== Work item ==
All of the data must be written out verbatim, with pictures excluded.

== Exercise materials ==
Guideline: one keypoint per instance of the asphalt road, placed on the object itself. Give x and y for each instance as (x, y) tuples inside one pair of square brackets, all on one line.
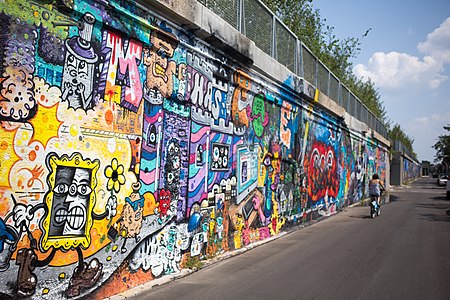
[(402, 254)]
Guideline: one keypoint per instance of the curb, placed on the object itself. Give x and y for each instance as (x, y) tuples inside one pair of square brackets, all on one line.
[(145, 287)]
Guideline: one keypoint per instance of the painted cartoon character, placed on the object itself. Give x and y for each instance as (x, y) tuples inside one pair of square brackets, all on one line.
[(164, 203), (130, 222), (77, 83), (66, 223), (161, 71), (172, 168)]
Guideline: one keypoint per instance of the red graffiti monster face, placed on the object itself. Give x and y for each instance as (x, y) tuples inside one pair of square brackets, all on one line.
[(321, 175), (164, 202)]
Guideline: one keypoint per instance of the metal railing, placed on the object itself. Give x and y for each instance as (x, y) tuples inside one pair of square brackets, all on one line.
[(253, 19)]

== Written solution ==
Guideline: one keypoint per instance of the asphalt road, placed on the object itself. Give x and y for each instance as (x, y) tuples inside one pair of square brackets, all on one line.
[(402, 254)]
Guideline: one keypoint per instance of the curb, placed on the object itself. Give x and y for each instance as (x, y) tuples inside one pair of square brackets, all on one line.
[(145, 287)]
Guideline: one keypoint per instance of the painted cartoon character, placed on the object itself. Give x and y for each instance as (x, y) tuples inside one pair of square brackets, all on one line.
[(164, 203), (130, 222), (77, 83), (66, 223), (161, 71), (172, 168)]
Guideline: one keypoint per instance of the red graffiti monster face, placed on the object itself. Give x and y for each instance as (x, y) tuples inside one pair of square brackets, all on one line.
[(321, 175), (164, 202)]
Guideline: one keypoint per instance of the metal railing, placed on the object itself. Give x and y for each instance as (x, y) tuples inside one pair of square brackets, all on one line.
[(253, 19)]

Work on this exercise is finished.